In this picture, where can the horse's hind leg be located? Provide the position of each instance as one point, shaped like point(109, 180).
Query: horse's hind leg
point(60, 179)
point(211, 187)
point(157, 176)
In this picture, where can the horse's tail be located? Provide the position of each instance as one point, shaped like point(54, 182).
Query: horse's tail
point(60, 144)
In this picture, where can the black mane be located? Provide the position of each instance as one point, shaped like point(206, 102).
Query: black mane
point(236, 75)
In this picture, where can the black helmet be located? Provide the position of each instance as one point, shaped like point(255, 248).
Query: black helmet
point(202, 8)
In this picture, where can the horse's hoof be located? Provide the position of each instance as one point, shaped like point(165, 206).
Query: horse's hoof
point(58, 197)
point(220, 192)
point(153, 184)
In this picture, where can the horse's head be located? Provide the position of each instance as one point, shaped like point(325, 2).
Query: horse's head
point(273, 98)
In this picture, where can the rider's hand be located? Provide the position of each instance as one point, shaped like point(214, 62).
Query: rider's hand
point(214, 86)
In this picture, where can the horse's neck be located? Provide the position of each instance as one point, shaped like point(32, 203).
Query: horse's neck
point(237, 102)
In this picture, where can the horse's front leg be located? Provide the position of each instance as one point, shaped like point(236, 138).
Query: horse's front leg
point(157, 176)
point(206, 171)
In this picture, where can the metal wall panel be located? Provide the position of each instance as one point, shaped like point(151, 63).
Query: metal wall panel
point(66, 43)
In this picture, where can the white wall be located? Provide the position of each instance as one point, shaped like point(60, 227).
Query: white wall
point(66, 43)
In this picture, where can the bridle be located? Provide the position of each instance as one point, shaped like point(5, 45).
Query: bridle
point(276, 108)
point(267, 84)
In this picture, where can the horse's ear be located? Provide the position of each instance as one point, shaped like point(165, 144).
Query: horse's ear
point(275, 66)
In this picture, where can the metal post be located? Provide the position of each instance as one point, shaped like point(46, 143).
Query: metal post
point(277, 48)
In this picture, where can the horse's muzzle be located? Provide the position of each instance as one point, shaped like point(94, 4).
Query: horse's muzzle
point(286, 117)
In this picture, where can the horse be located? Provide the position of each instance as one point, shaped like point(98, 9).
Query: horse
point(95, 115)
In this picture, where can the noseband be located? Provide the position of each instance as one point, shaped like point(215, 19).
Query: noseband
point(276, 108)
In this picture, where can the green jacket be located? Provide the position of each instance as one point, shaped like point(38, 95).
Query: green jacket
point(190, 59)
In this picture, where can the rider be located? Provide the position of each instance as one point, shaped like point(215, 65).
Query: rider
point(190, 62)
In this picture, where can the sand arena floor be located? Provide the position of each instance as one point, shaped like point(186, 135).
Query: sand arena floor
========
**Prompt**
Copy the records word for word, starting with the line that contains "In this picture, where can the horse's tail" and ending with the line that contains "point(214, 86)". Include both of those lines.

**Complete response**
In this picture, where can the horse's tail be located? Provide the position of each instance as one point, shaped like point(54, 182).
Query: horse's tail
point(60, 144)
In this picture, where can the black mane be located? Provide the position of each instance as one point, shaped like point(206, 102).
Query: black mane
point(236, 75)
In this picture, where can the black helmet be located? Provide the position of each instance as one point, shaped like point(255, 248).
Query: black helmet
point(202, 8)
In this picture, where can the horse's hoof be located? Provide the position of each instance as one point, shaped like point(165, 206).
Query: horse's hoof
point(58, 197)
point(220, 192)
point(153, 184)
In this picture, where can the horse's head be located? Provide the position of each instance as one point, shaped like point(325, 2).
Query: horse's head
point(273, 98)
In this picture, where can the rider's hand be located? Provide the position of each instance as one point, shaped like point(214, 62).
Query: rider's hand
point(214, 86)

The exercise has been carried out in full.